### TO BE DONE
Copy these lines word for word from the data: begin at the line that has "give the outline of every instance of the stone" and continue through the last line of the data, including both.

### EXERCISE MATERIALS
START
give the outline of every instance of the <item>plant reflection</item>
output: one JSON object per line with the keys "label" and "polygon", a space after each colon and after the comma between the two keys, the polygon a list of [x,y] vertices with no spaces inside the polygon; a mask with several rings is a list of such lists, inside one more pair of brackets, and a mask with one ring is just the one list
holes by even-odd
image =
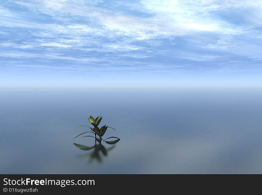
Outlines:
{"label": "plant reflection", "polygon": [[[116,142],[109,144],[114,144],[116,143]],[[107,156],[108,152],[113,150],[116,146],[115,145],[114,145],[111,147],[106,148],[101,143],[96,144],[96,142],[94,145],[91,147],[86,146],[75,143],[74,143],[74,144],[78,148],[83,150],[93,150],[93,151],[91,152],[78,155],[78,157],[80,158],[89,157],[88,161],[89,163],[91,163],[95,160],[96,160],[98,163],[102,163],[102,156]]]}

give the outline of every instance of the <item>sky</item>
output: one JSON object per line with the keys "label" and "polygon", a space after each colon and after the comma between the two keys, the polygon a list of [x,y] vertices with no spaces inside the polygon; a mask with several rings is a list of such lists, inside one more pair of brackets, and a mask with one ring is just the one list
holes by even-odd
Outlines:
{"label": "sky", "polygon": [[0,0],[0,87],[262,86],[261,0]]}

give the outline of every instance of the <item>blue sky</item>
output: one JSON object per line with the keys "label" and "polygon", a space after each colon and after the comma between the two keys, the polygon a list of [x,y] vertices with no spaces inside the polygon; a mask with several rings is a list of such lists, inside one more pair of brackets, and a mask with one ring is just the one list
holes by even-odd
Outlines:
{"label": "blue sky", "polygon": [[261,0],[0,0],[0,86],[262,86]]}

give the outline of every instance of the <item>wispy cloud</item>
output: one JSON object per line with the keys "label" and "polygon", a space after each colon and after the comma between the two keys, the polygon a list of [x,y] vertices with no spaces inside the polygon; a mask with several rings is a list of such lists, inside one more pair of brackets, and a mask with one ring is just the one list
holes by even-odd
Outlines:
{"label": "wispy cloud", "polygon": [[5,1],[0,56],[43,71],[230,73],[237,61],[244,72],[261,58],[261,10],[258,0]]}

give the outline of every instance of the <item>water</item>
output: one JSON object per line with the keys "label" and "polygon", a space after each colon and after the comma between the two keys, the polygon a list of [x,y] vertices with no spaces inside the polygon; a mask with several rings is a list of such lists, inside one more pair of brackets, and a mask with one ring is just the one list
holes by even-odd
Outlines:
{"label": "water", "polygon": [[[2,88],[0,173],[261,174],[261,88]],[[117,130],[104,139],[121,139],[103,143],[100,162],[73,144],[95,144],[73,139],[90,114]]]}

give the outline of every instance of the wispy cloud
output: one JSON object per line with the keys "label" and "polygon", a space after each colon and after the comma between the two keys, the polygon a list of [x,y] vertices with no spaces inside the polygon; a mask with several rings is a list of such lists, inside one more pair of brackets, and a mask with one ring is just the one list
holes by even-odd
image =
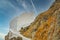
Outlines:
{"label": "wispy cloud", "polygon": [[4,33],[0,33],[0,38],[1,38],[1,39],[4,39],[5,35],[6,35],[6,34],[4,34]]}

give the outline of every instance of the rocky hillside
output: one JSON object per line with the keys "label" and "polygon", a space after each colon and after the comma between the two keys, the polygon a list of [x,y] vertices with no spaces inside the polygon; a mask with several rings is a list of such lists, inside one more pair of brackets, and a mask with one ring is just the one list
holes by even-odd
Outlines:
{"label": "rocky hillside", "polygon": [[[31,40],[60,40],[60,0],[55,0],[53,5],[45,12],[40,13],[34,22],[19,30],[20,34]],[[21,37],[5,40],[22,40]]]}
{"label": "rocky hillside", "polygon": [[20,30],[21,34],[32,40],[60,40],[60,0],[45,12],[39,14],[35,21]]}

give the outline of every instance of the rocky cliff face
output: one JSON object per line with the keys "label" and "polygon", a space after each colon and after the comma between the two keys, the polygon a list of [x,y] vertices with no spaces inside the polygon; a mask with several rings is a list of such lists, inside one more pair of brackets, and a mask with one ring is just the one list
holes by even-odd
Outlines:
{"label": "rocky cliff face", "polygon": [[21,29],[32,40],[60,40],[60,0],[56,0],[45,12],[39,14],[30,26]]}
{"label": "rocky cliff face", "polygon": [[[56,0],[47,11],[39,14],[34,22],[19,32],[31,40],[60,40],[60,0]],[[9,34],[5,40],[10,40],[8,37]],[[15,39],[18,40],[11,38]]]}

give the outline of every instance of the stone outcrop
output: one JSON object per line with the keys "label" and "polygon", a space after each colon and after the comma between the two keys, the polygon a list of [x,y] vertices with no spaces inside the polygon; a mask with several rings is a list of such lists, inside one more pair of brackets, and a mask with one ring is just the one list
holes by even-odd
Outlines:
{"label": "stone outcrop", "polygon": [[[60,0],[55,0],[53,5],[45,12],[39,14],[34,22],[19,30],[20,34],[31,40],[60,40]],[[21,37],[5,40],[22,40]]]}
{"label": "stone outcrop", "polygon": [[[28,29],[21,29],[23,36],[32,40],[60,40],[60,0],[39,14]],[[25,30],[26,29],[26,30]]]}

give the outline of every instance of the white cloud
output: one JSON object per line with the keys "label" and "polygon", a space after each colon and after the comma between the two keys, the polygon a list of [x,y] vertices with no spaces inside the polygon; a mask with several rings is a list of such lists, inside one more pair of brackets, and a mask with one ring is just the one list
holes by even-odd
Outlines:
END
### OUTPUT OF THE TASK
give the outline of every instance of the stone outcrop
output: one JSON object per line with the keys "label" and "polygon", a space after each colon and after the comma between the two keys, the polygon a list of [x,y] vertices with no spaces inside the polygon; a mask with several rings is a list of such lists, inside one more pair of brackets, and a mask with one ring is just the one list
holes by even-odd
Outlines:
{"label": "stone outcrop", "polygon": [[[60,0],[55,0],[53,5],[45,12],[39,14],[34,22],[19,30],[20,34],[31,40],[60,40]],[[21,37],[5,40],[22,40]]]}
{"label": "stone outcrop", "polygon": [[[28,29],[21,29],[23,36],[32,40],[60,40],[60,0],[39,14]],[[25,30],[26,29],[26,30]]]}

give the outline of every instance of the white cloud
output: one JSON object per line with the keys "label" and "polygon", a space after each colon and after the comma between the two keys, the polygon a list of [x,y] vertices with no spaces inside the polygon; a mask with several rings is a list of such lists, inside one more pair of brackets, and a mask with one ring is just the one list
holes by even-odd
Outlines:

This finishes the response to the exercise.